*What is expected*
Locate the line that contains "Tag the metal". Copy it and every following line through the end of the records, exactly, and include nothing else.
-- Opening Marker --
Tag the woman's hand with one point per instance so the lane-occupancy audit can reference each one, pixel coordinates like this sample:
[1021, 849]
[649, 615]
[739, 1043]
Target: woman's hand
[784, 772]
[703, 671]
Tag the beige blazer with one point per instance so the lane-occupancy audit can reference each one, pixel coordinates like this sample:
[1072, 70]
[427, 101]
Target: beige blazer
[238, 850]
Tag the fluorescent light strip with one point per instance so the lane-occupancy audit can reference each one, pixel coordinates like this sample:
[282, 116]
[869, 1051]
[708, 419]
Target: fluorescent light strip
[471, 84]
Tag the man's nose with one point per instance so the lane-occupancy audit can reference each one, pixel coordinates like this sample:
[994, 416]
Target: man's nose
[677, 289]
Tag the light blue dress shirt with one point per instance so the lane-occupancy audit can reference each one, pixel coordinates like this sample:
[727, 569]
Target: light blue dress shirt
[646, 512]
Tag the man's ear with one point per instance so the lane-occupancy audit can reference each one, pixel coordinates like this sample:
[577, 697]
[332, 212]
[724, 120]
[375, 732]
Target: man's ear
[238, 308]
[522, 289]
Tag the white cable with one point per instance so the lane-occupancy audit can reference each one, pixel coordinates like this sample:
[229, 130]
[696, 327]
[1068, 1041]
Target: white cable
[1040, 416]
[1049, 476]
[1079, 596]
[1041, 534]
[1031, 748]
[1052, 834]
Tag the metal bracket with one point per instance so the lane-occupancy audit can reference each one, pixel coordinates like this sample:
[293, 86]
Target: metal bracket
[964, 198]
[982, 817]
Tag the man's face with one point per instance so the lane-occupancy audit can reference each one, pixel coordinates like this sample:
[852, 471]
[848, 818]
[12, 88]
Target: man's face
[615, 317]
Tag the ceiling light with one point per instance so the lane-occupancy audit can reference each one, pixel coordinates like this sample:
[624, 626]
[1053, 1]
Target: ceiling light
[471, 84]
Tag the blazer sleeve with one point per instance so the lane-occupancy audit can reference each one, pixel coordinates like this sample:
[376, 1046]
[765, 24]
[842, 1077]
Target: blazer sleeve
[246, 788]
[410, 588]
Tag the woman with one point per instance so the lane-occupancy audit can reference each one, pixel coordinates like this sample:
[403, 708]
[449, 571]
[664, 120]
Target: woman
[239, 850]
-- Closing Marker --
*Your response*
Tag the metal bracket with one point per instance so the lane-occupancy audit can reference each one, pixel coordinates like this sample:
[293, 86]
Target: metal bracket
[964, 198]
[982, 817]
Tag the man's face with one point per instance so the lane-occupancy audit can reference each one, pixel coordinates like this sample:
[852, 471]
[848, 818]
[12, 88]
Target: man's face
[615, 317]
Tag the ceiling light with one point per instance so the lane-occupancy audit can reference each one, pixel coordinates like this sample:
[624, 626]
[1053, 1]
Target: ceiling light
[471, 84]
Tag the blazer sleeve with one point per instance so the lane-occupancy audit can reference each one, pixel coordinates like this sample:
[376, 1046]
[765, 24]
[842, 1077]
Target: blazer sleeve
[246, 788]
[410, 588]
Tag the woman with one point per instance so the lane-occupancy audit can reference each one, pixel coordinates like this sample:
[403, 708]
[449, 571]
[664, 120]
Target: woman
[239, 850]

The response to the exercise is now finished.